__Stored items from a collection__:
++++++

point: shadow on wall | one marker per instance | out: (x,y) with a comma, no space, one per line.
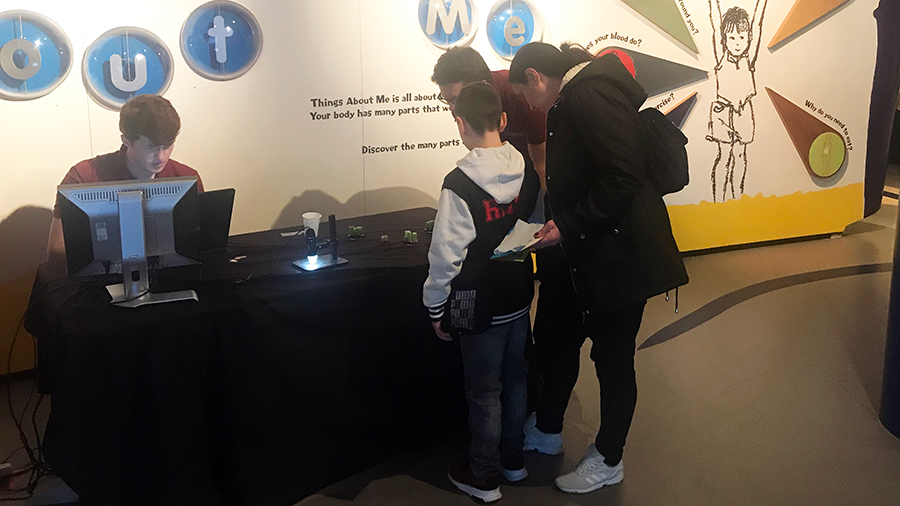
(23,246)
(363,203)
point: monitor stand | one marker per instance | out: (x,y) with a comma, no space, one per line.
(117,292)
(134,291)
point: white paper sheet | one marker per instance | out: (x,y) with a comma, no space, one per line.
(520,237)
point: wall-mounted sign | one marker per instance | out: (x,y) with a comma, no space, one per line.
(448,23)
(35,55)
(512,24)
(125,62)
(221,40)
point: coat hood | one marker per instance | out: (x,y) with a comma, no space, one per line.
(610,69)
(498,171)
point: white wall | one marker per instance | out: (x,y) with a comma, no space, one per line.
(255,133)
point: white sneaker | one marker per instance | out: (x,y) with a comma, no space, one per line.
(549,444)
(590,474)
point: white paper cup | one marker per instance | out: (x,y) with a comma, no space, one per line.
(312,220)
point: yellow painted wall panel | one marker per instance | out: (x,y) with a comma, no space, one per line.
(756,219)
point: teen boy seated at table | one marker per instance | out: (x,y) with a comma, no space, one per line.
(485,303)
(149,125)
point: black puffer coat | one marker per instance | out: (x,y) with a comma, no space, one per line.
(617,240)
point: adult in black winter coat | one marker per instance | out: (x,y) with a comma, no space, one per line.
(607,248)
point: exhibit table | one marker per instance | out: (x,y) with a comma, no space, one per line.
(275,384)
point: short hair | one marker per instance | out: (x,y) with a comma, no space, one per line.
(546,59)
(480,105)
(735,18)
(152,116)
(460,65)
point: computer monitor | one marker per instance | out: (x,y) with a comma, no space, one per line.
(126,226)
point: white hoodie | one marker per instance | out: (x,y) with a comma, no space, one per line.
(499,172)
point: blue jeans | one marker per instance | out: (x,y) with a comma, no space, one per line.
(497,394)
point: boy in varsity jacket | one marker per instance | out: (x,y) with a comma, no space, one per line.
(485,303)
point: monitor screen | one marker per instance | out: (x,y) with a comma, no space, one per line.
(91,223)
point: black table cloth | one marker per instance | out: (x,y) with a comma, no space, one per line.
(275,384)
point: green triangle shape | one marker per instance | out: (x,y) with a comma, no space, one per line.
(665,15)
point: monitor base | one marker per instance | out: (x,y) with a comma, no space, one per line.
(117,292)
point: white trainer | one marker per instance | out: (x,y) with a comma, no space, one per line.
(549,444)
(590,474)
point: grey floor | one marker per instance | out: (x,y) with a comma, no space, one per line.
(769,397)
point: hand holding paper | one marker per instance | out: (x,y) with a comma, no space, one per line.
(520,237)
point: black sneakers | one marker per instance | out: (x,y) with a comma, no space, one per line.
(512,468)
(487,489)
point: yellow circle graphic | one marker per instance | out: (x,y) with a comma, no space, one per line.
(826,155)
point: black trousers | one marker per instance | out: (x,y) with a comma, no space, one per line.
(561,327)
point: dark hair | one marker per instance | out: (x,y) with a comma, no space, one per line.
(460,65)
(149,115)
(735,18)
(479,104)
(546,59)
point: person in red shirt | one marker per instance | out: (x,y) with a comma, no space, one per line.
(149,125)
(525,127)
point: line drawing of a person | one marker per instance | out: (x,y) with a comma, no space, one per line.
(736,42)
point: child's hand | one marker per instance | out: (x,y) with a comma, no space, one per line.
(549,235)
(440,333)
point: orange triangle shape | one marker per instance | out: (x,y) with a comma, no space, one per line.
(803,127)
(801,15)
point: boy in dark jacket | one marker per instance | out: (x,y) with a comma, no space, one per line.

++++++

__Exercise description__:
Word for word, copy the line containing "point: child's hand" and each line after it to the end of the records, and nothing besides.

__Expected answer__:
point: child's hand | one marker per instance | out: (x,y) with a comma, no space, one per line.
(549,235)
(440,333)
point: orange triangle shape | one marker per instance | out: (x,y) with a comma, no space, one per line.
(803,127)
(801,15)
point: boy in dark jacket | one marker per instance | out: (x,y) with a comma, no space, one per line.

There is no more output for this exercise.